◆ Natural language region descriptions
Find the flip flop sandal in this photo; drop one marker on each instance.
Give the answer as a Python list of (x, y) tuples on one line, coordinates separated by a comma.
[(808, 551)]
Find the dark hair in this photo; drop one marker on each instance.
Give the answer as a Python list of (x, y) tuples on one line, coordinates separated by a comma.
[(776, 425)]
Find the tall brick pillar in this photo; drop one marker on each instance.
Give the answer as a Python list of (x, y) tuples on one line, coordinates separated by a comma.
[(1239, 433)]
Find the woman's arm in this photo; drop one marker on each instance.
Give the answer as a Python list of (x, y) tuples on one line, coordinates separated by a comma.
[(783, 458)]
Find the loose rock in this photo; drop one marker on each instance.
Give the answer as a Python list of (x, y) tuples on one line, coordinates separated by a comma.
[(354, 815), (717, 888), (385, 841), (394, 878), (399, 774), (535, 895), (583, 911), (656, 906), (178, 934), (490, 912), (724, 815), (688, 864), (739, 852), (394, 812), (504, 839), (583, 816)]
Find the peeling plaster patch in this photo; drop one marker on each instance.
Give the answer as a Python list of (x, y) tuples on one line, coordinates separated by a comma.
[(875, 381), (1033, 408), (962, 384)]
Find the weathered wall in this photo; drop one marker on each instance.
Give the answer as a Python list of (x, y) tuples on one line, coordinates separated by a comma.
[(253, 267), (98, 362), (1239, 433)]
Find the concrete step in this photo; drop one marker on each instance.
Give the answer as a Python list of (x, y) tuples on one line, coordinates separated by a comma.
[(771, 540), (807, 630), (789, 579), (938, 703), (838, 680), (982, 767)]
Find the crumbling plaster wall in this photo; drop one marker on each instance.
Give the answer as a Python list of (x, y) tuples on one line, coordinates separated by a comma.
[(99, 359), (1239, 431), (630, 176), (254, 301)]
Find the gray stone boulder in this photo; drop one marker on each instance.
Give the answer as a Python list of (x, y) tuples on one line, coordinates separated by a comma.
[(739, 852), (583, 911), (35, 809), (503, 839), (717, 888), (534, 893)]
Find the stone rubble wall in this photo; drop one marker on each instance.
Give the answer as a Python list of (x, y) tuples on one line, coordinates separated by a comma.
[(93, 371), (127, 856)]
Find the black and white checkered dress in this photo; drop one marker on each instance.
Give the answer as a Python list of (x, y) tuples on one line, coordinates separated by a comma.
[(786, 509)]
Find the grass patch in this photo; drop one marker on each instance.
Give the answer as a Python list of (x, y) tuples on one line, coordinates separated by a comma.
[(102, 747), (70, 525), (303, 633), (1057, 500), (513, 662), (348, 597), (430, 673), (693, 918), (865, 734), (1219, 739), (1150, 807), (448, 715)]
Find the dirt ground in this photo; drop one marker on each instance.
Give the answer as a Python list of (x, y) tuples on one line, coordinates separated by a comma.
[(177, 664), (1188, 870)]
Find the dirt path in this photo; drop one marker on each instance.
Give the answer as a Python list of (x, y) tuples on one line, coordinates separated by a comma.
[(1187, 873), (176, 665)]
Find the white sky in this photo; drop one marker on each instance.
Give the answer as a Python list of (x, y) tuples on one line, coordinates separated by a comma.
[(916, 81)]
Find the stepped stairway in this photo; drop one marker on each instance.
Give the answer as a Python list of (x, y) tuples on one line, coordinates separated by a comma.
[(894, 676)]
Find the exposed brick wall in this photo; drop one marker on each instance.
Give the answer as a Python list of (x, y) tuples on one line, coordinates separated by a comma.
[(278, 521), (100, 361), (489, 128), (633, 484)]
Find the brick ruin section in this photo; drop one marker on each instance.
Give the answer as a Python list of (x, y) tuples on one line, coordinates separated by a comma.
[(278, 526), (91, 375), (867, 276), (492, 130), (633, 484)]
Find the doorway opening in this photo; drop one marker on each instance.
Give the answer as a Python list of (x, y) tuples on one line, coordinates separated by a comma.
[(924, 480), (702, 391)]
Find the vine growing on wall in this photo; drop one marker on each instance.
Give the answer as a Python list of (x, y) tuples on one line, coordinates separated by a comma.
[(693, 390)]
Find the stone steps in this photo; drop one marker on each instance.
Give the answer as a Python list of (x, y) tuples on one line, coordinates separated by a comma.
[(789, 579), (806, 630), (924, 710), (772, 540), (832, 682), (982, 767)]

◆ Task item
Set down each entry above again exactly as it reads.

◆ Answer space
Find the flip flop sandal in this photo; drop one marker on each instance.
Give the answer as a Python list of (x, y) tuples on one line, coordinates separated by a comma.
[(808, 551)]
Find the dark hair in this photo; drop one marker on each instance.
Give the answer as a Python list of (x, y) tuples on one line, coordinates separated by a comma.
[(776, 425)]
Find the tall brick pillar in this photo; drop one marker on each instance.
Give the answer as a Python list of (x, y) tuples on one line, coordinates separated by a comma.
[(1239, 433)]
Find the woman's arm in this photo; drop one marker on each instance.
Give the answer as a Python list of (x, y) tuples on one line, coordinates separated by a comma.
[(783, 458)]
Find the loose rock in this photo; drop one marker on each instance.
Give the answer as a Python list of (x, y) tuples on one line, coordinates separated by a comma.
[(354, 815), (717, 888), (385, 841), (394, 878), (399, 774), (535, 895), (583, 911), (656, 906), (178, 934), (490, 912), (724, 815), (688, 864), (739, 852), (394, 812), (504, 839), (583, 816)]
Find the peeling plaster patch in this photo; drop one marker on each instance.
Give the answer as a Python list of (x, y) tuples on one line, coordinates separated by a comma.
[(875, 381), (1033, 408), (962, 384)]
Find the weathered wall in this photo; drop one marker on each instance.
Give the answer as a Python list of (x, y) tuples on one line, coordinates separated by a comma.
[(253, 267), (98, 362), (1239, 433)]
Find the concrete step in this photo; drop one marker on each instance.
Give the answer as a Python list of (x, y) tuples on one line, coordinates separated by a comma.
[(771, 540), (807, 630), (789, 579), (938, 703), (838, 680), (982, 767)]
Find the crumbling plaster wall in this photo; drop one marker on each instance.
Give the answer as a Python list of (x, y) tuples on one line, coordinates separated by a comma.
[(99, 359), (1239, 431), (630, 176), (254, 301)]
Find the gray stone boulder in this photo; drop one marker on each instance.
Give the answer as a Python list of (x, y) tuples on one line, coordinates separated by a comma.
[(739, 852), (583, 911), (35, 809), (503, 839), (717, 888), (534, 893)]
Find the stone rubble wall in this photo; drop one marker on each instance.
Give the answer as a Python list of (x, y) tuples on one line, coordinates separated by a comma.
[(93, 371), (127, 856)]
Find the black and white checkered dress in this photo; drop one marker on each instance.
Give the answer as a Python list of (x, y) tuples on one line, coordinates separated by a comma.
[(786, 509)]
Find the grass patch in this photo; drop one marker on each instance.
Give the answer as a Python list of (x, y) tuples on one line, coordinates separated by a comma.
[(102, 747), (70, 525), (303, 633), (1057, 500), (513, 662), (348, 597), (430, 673), (693, 918), (865, 734), (1219, 739), (1150, 807), (448, 715)]
Find the dirt ground in this photo; drop one marker on each instance.
Give the answer as a Python list of (x, y) tuples on one line, coordinates separated by a comma.
[(177, 664), (1188, 870)]
Find the dirt path in this photo; drop one marker on each instance.
Give the answer as a Python list of (x, y) tuples on one line, coordinates separated by a comma.
[(1187, 873), (176, 665)]
Find the white sky in this photo; drop one marker on each instance.
Give the answer as a Python list of (x, y) tuples on one line, coordinates separated by a comma.
[(916, 81)]
Find the stepped stairway in this photo; drop one marker on each instance.
Give the answer as a Python list of (x, y) tuples on one line, coordinates separated by a comma.
[(894, 676)]
Find the exposed brick wall in this photo; drop one marker on each instance.
Give the answer as a Python list of (x, y) tuples on one line, coordinates separated by a comma.
[(278, 521), (100, 361), (489, 128), (633, 484)]
Find the brick ruin section in this photo; drop one marker on each instance.
Give the answer as a Python list of (x, y) tuples on one line, coordinates separated by a comma.
[(278, 526), (91, 375), (867, 276), (492, 130), (633, 484)]
Find the doorway opening in this photo; drop one marker on each instance.
Give the answer as a Python list of (x, y) tuples on one line, coordinates separated by a comma.
[(924, 480), (702, 391)]
Find the vine growing on wall in this photo; drop one marker on each instance.
Give the answer as a Python list of (x, y) tuples on one line, coordinates separated by a comma.
[(693, 390)]
Find the stone steps in this photo; drop one marker on each instance.
Give the answer as a Python list of (x, y) tuples on one line, coordinates separated by a comma.
[(789, 579), (806, 630), (924, 710), (772, 540), (832, 682), (982, 767)]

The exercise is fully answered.